> _LESETEXT_
Digitale Tagelöhner:Wie das Netz die Arbeit verändert

Crowdworker Digitalisierung

Arbeiter und digitale Zukunft - hier eine Reinigungskraft beim Mobile-World-Kongress in Barcelona.

(Foto: Emilio Morenatti/AP)
  • Für nahezu jedes Produkt, jede Dienstleistung gibt es mittlerweile eine digitale Plattform in Internet: Airbnb vermittelt Zimmer, Carsharing-Angebote vermitteln Autos, auf Verkaufsplattformen wie Dawanda wird Selbstgemachtes angeboten.
  • Unter "Crowdworking" versteht man digitale Aufträge, die vollständig über das Internet abgewickelt werden.
  • Was ursprünglich als Zuverdienst für Privatleute gedacht war, entwickelt sich für immer mehr Menschen zur hauptberuflichen Vollzeitbeschäftigung.
  • Die neuen Formen digitaler Arbeit sprengen das bisherige System sozialer und rechtlicher Absicherung für Arbeitnehmer.

Von Sarah K. Schmidt und Sebastian Strube

Für nahezu jedes Produkt und jede Dienstleistung gibt es mittlerweile die passende Plattform im Internet: Airbnb vermittelt Zimmer und Wohnungen für Reisende aus aller Welt, Carsharing-Angebote stellen Autos zur Verfügung, Dienste wie Uber gleich den Fahrer dazu. Bei Etsy und Dawanda findet die Selbermach-Szene ihre digitale Ladenfläche und aktuell ist überall die "So einfach geht sauber"-Werbung von Helpling zu sehen, einem Portal für Reinigungskräfte. Egal, ob es um Gartenarbeit, Stadtführungen oder Häkeltäschchen geht, per Web und App kommen Kunde und Anbieter zusammen - mit einem Klick.

"Zwischen Ausbeutung und Selbstverwirklichung: Wie arbeiten wir in Zukunft?" Diese Frage hat unsere Leser in der achten Runde des Projekts Die Recherche am meisten interessiert. Dieser Beitrag ist Teil eines Dossiers, das sie beantworten soll. Alles zur aktuellen Recherche finden Sie hier, alles zum Projekt hier.

> _GESAMMELTE DATEN_

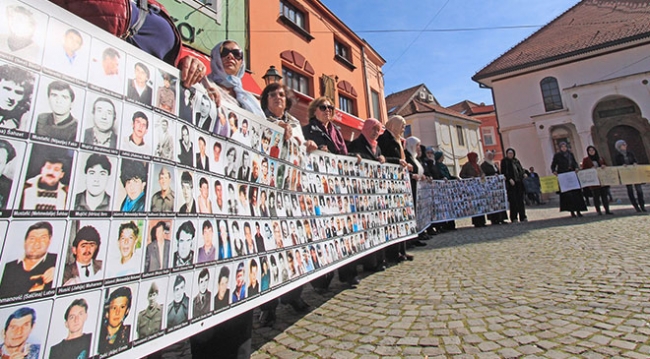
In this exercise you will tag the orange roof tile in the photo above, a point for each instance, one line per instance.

> _KURZE AUFGABE 1_
Beantworte zum Lesetext über digitale Arbeit diese Fragen:
(a) Was vermittelt Airbnb?
(b) Was versteht man unter „Crowdworking“?
(c) In welcher Runde des Projekts Die Recherche hat die Leser die Frage nach der Arbeit der Zukunft am meisten interessiert?
> _KURZE AUFGABE 2_
Schreibe den Lesetext über digitale Arbeit im Netz nach seinem letzten Satz weiter.
Die Auflistung spielt hierfür keine Rolle.

> _RICHTIGE LÖSUNG 1_
(a) Zimmer und Wohnungen für Reisende aus aller Welt.
(b) Digitale Aufträge, die vollständig über das Internet abgewickelt werden.
(c) In der achten Runde.

> _RICHTIGE LÖSUNG 2_
Unsere Autoren haben sich die Welt der Clickworker auch von innen angesehen - in den im Text zwischengeschalteten kursiven Absätzen lesen Sie ihren Erfahrungsbericht:

Auch ich werde seit einiger Zeit täglich auf Facebook mit Werbung von Uber und Airbnb bombardiert. München ist eine teure Stadt, das Geld für Chauffeurdienste und Übernachtungsmöglichkeiten könnte ich gut gebrauchen. Aber eigentlich habe ich keine Zeit, Leute mit meinem Auto durch die Gegend zu fahren, und wirklich scharf darauf, fremde Menschen in meinem Wohnzimmer übernachten zu lassen, bin ich auch nicht. Ich denke über eine dritte Möglichkeit nach, mit Hilfe des Internets das Konto aufzubessern: Ich könnte mich als Crowdworker verdingen. Einfach in Jogginghose vor dem Computer ein paar Aufgaben abarbeiten und dabei Geld verdienen - das klingt spannend und unkompliziert.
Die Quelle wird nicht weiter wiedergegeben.